* _YOUR GOAL_
Count the lines in the records below that contain the string "building". Give only the number.
(begin)
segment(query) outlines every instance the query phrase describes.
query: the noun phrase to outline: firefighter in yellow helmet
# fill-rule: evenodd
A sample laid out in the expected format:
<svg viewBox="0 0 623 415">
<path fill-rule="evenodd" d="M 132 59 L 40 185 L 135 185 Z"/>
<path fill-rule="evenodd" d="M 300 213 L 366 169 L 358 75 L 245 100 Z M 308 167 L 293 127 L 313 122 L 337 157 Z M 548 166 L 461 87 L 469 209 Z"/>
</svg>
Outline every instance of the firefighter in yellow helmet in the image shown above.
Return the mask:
(end)
(begin)
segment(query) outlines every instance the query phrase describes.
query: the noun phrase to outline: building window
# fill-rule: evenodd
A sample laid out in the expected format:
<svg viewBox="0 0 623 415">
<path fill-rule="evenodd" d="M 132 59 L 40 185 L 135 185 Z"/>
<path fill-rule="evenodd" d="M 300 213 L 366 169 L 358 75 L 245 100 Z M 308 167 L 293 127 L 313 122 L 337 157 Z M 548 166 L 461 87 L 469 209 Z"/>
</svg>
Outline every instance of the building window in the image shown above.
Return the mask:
(end)
* _WRITTEN SOLUTION_
2